**Deine Aufgabe:** Schreibe das folgende Material vollständig noch einmal ab und ersetze dabei jedes „pencil case“ durch „pencil pouch“, ohne sonst etwas zu verändern.

**Material dieser Übung:**
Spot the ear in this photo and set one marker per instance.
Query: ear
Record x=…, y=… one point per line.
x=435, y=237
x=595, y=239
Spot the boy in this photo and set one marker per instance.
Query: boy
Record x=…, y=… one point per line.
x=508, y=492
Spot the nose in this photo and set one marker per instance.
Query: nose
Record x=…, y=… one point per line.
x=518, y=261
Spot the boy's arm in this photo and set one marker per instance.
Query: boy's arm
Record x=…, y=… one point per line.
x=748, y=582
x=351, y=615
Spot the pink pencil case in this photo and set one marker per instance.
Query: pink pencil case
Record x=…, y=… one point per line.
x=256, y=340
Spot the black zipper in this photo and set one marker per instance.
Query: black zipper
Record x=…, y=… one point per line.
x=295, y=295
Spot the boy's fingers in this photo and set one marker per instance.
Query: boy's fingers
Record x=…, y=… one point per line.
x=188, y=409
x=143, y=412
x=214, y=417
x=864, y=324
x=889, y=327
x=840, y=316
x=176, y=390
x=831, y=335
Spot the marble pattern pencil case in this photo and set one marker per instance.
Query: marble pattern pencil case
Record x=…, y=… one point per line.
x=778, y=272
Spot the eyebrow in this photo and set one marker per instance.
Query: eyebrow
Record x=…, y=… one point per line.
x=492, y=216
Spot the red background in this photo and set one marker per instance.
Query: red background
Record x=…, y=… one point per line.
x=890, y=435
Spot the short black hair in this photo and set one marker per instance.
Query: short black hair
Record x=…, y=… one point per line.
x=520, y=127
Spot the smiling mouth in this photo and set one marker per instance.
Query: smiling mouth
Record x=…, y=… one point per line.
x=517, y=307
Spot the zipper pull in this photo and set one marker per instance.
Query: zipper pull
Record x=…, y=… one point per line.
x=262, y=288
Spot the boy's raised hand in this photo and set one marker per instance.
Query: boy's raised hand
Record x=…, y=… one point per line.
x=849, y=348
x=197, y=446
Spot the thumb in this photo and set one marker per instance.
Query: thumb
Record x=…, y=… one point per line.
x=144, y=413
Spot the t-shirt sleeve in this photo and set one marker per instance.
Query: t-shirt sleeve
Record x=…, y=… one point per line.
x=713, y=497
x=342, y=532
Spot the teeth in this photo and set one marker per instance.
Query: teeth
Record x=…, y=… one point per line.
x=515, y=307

**Lösung dieser Aufgabe:**
Spot the ear in this photo and set one marker per instance.
Query: ear
Record x=…, y=… one point per line.
x=435, y=237
x=595, y=239
Spot the boy in this photo and set one marker per instance.
Query: boy
Record x=…, y=… one point per line.
x=508, y=492
Spot the nose in this photo and set one marker per instance.
Query: nose
Record x=…, y=… one point per line.
x=518, y=261
Spot the boy's arm in this photo and set one marker per instance.
Query: boy's arm
Record x=…, y=… one point per line.
x=748, y=582
x=351, y=615
Spot the pink pencil pouch in this photo and set one marker per instance.
Query: pink pencil pouch
Record x=…, y=… one point per line.
x=256, y=340
Spot the black zipper in this photo and set one marker per instance.
Query: black zipper
Record x=…, y=… one point per line.
x=295, y=295
Spot the boy's fingers in this photo and set one marker per instance.
Query: boy's fingers
Record x=…, y=… one point per line.
x=188, y=409
x=143, y=412
x=214, y=417
x=864, y=324
x=889, y=327
x=840, y=316
x=176, y=390
x=831, y=335
Spot the marble pattern pencil pouch in this photo and set one marker per instance.
Query: marble pattern pencil pouch
Record x=…, y=… one point per line.
x=778, y=272
Spot the eyebrow in this photo and set one marker per instance.
Query: eyebrow
Record x=…, y=… one point per line.
x=492, y=216
Spot the red background in this photo and set one marker per instance.
Query: red background
Record x=…, y=… one point per line.
x=890, y=435
Spot the short black hair in this photo and set one marker per instance.
Query: short black hair
Record x=…, y=… one point per line.
x=520, y=127
Spot the smiling mouth in this photo and set one marker per instance.
Query: smiling mouth
Record x=…, y=… one point per line.
x=517, y=307
Spot the zipper pull in this photo and set one marker per instance.
Query: zipper pull
Record x=…, y=… one point per line.
x=262, y=288
Spot the boy's raised hand in this photo and set one marker per instance.
Query: boy's raised hand
Record x=…, y=… one point per line.
x=849, y=348
x=197, y=446
Spot the thumb in this photo and set one marker per instance.
Query: thumb
Record x=…, y=… one point per line.
x=144, y=413
Spot the t-shirt sleeve in this photo and set one marker per instance.
Query: t-shirt sleeve
Record x=…, y=… one point per line.
x=713, y=497
x=342, y=532
Spot the teeth in this photo and set one marker per instance.
Query: teeth
Record x=…, y=… one point per line.
x=515, y=307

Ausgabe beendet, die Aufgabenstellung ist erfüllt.